Using the information —
(a) In the review excerpt, how many tasks and rubric items do the central quantitative claims rest on?
(b) From the review excerpt, echo everything from "2. [Experimental results]" down to "metric is computed.".
(c) Recast the paragraph of the review excerpt that opens with "Significance. If the methodology holds" as a short bulleted list that keeps its main points.

Quoted passage START

Significance. If the methodology holds, the work provides a concrete advance in agent evaluation by replacing opaque final-outcome grading with multi-channel, trajectory-aware rubrics and by separating capability from consistency. The multi-dimensional ranking result and the explicit quantification of missed violations are useful for guiding safer agent development. The framework's emphasis on human-verified tasks and explicit metrics is a strength.

major comments (2)
  1. [Abstract] Abstract: The central quantitative claims (missing 44% of safety violations and 13% of robustness failures) rest on the 300 tasks and 2,159 rubric items, yet the manuscript provides no description of task selection criteria, verification process, rubric construction method, or inter-annotator agreement. This directly affects the reliability of the comparison between opaque and multi-channel grading.
  2. [Experimental results] Experimental results section: The claim that the 300 tasks plus three evidence channels yield comprehensive coverage without new selection biases or missed failure modes is load-bearing for the multi-dimensional ranking conclusion, but no evidence is given for how task categories were chosen or how rubric completeness was validated.
minor comments (1)
  1. [Methods] The distinction between Pass@k and Pass^k is introduced in the abstract but would benefit from an explicit definition and example in the methods section to clarify how the consistency metric is computed.

Simulated Author's Rebuttal

2 responses · 0 unresolved

We thank the referee for the constructive feedback on the need for greater methodological transparency. We agree that the original manuscript insufficiently described task selection, verification, and rubric processes, and we have revised the paper to address these points directly.

read point-by-point responses
  1. Referee: [Abstract] Abstract: The central quantitative claims (missing 44% of safety violations and 13% of robustness failures) rest on the 300 tasks and 2,159 rubric items, yet the manuscript provides no description of task selection criteria, verification process, rubric construction method, or inter-annotator agreement. This directly affects the reliability of the comparison between opaque and multi-channel grading.

Quoted passage END
Information supplied START

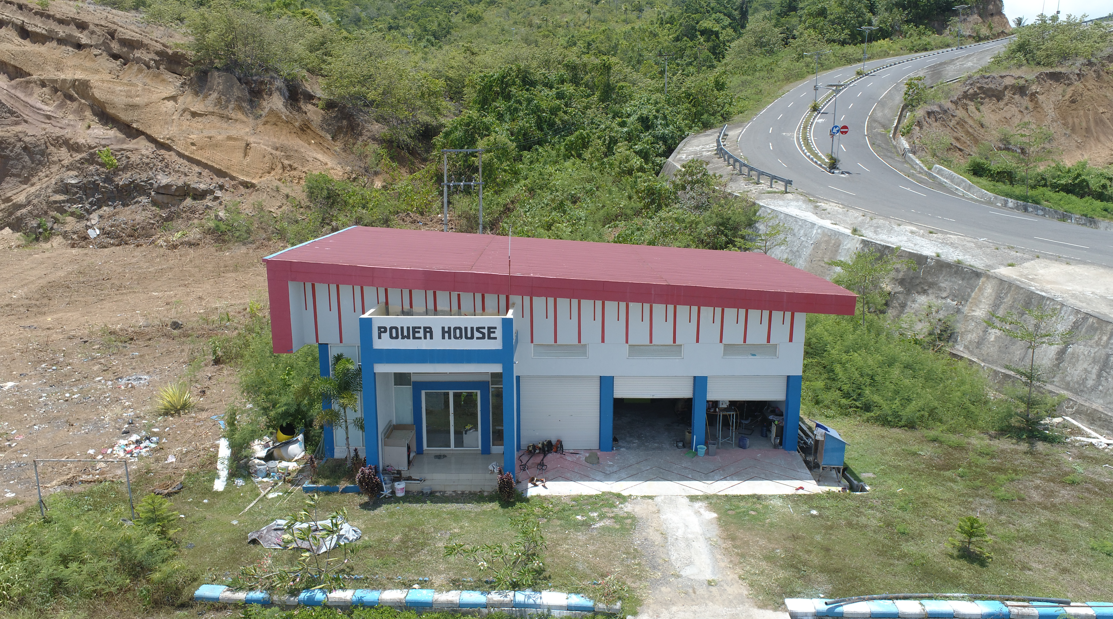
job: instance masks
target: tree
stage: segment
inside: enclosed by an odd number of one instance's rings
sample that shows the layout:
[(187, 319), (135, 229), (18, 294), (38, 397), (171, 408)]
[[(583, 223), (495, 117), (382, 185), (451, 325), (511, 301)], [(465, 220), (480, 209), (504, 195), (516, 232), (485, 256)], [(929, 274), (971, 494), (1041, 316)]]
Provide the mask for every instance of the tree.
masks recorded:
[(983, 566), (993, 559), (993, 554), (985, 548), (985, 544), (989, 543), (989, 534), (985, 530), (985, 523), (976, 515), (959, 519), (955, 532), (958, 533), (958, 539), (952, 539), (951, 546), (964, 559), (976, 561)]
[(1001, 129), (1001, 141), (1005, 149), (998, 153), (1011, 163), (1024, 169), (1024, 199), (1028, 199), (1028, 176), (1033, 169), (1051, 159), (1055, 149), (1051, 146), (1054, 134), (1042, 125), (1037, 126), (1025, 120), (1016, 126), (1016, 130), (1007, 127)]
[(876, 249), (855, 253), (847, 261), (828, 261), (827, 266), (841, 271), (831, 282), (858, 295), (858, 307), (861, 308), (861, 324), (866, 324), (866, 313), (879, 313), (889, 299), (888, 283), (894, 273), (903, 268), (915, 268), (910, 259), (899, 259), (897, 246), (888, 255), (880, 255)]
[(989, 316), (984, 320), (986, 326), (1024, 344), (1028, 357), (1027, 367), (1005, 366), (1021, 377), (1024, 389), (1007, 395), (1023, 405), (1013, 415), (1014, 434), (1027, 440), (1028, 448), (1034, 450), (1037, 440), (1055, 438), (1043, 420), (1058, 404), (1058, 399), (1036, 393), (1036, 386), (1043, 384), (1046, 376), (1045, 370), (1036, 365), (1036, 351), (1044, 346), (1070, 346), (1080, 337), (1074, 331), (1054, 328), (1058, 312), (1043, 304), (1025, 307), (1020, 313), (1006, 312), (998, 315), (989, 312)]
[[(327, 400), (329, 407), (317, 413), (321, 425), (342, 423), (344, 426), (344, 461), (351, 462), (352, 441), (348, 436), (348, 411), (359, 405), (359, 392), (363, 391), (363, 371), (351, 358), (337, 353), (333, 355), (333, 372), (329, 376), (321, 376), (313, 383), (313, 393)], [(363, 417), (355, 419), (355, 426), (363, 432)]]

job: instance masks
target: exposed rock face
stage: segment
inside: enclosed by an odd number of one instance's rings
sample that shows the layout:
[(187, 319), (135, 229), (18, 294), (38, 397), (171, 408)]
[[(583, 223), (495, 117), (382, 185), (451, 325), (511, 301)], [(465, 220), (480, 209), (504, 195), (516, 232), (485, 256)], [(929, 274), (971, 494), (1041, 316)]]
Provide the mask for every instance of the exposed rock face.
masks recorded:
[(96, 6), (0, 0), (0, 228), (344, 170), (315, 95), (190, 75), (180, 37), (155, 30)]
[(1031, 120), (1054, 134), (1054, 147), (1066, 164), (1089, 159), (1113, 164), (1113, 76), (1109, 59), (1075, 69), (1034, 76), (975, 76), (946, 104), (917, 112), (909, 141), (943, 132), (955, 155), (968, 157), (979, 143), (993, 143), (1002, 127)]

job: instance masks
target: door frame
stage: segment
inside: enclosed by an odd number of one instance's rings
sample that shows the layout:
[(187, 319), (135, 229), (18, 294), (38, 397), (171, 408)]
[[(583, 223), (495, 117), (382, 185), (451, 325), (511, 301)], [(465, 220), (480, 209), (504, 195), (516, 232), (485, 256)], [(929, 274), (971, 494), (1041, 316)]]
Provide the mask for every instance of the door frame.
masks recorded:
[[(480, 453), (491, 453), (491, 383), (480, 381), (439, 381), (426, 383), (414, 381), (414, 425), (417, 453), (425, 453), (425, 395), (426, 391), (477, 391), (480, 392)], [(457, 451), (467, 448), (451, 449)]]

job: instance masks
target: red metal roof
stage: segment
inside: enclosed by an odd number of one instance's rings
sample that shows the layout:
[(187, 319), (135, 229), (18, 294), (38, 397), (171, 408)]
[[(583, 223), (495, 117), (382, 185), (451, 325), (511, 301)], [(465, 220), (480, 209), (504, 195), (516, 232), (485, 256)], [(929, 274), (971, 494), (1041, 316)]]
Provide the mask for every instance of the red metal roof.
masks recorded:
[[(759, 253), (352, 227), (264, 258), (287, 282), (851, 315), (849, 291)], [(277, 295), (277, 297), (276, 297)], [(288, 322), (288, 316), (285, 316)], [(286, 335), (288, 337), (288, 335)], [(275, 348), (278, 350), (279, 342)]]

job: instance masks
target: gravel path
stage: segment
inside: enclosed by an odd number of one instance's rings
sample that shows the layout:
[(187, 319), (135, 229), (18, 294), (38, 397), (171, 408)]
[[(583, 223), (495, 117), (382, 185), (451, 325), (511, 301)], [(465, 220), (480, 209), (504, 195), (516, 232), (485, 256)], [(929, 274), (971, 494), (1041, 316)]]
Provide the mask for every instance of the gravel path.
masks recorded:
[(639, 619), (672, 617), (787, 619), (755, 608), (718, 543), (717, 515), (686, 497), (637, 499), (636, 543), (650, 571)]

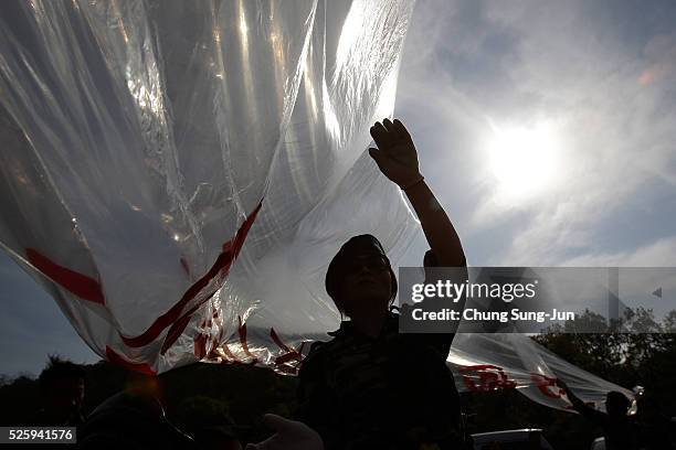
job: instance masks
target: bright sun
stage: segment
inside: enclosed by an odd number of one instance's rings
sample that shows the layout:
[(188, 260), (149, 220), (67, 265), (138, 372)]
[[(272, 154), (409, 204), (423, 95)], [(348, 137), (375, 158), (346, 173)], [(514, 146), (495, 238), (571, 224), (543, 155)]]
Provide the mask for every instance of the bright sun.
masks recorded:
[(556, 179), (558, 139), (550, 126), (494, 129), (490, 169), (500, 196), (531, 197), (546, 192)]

Information supplied END

Solved tasks —
(a) 300 tasks and 2,159 rubric items.

(b)
2. [Experimental results] Experimental results section: The claim that the 300 tasks plus three evidence channels yield comprehensive coverage without new selection biases or missed failure modes is load-bearing for the multi-dimensional ranking conclusion, but no evidence is given for how task categories were chosen or how rubric completeness was validated.
minor comments (1)
  1. [Methods] The distinction between Pass@k and Pass^k is introduced in the abstract but would benefit from an explicit definition and example in the methods section to clarify how the consistency metric is computed.

(c)
- If the methodology holds, the work advances agent evaluation by replacing opaque final-outcome grading with multi-channel, trajectory-aware rubrics.
- It separates capability from consistency.
- The multi-dimensional ranking result and the explicit quantification of missed violations help guide safer agent development.
- Its emphasis on human-verified tasks and explicit metrics is a strength.